**To be done**
Output the entries below exactly as written, omitting pictures.

**Stored rows**
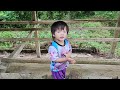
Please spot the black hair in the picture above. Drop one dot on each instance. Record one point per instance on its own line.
(59, 24)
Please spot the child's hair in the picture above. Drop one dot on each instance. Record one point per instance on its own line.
(59, 24)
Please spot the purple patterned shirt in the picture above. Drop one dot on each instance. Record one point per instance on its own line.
(55, 54)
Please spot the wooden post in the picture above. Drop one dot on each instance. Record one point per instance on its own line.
(116, 35)
(37, 44)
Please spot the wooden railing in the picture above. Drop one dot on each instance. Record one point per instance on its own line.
(36, 29)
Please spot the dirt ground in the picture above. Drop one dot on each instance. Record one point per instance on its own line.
(75, 71)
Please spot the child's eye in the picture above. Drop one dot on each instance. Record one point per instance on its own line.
(64, 31)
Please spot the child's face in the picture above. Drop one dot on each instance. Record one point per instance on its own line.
(60, 34)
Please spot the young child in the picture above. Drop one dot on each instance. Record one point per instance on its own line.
(60, 50)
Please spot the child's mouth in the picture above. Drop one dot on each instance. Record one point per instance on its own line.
(61, 37)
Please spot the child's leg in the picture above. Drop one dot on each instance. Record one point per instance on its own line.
(60, 74)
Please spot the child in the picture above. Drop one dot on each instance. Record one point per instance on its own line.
(60, 50)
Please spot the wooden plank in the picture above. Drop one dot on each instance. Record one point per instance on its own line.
(19, 48)
(79, 60)
(71, 39)
(51, 21)
(116, 35)
(71, 28)
(37, 44)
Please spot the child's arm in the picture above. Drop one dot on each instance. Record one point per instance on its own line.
(61, 59)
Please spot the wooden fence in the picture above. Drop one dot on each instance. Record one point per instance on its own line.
(36, 29)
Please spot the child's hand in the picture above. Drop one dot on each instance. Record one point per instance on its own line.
(72, 61)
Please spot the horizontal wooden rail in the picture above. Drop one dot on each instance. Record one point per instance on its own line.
(51, 21)
(71, 39)
(71, 28)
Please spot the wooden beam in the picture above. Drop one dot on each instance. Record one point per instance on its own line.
(71, 28)
(37, 44)
(79, 60)
(116, 35)
(51, 21)
(19, 48)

**Answer to this exercise**
Please spot the black hair in the picture above. Drop one dot on each instance. Record one point per instance on its own line.
(59, 24)
Please spot the child's hair in the picture above. Drop one dot on each instance. Record one point per instance on its own line.
(59, 24)
Please spot the purple patterned shirt in the picture above. Drop one dot on each instance. Record one point per instance on its own line.
(55, 54)
Please spot the wooden post in the picture above. Drop one dot on each instance. Record one point per instance on its own line.
(116, 35)
(37, 44)
Please spot the wooden railing in the picture above. Drop one dot on each instance. Record one point per instance on its own line.
(36, 29)
Please spot the dirt ground in the picture above. Drop one dot on each instance. Record one point per instance on its own line.
(75, 71)
Please spot the child's eye in the picture above. Drop one dot on each instance. Record one point per instance on its own line.
(64, 31)
Please spot the child's face in the picture above. Drop one dot on each instance. Record one point per instance on its own line.
(60, 34)
Please spot the young child in the picture above. Drop one dot on each instance. Record one point per instance on its own line.
(60, 50)
Please spot the child's mouth in the picture above. Drop one dot on each instance. Record one point per instance on its own line.
(61, 37)
Please spot the child's leg in the picture above. Drop one dot on each instance. Record one point per instance on its own line.
(60, 74)
Please spot the child in the picture above. Drop one dot on each instance. Record one point per instance on its own line.
(60, 50)
Please spot the wooden plank in the picture above. Drop one dot on each instance. Record one point per instance on its own line.
(19, 48)
(79, 60)
(71, 39)
(51, 21)
(116, 35)
(71, 28)
(37, 44)
Please spot the child's arm in the picture above. Drop one dot on each instance. Record one point per instance on its own line.
(61, 59)
Please spot the wooden fence in the picture above. Drop one dot on each instance. Record one point per instance on its own line.
(36, 29)
Please spot the child's hand in the picture above. Drop one dot on each instance. Record one point per instance on its own line.
(72, 61)
Please spot the horizontal wooden rail in the picture above. Drop one dot on each instance. Record one point per instance on its own line.
(51, 21)
(71, 39)
(71, 28)
Please spot the wooden beam in the picture above. Drop one dot on each instance. Record one point per instance on its own line.
(71, 28)
(37, 44)
(79, 60)
(116, 35)
(51, 21)
(19, 48)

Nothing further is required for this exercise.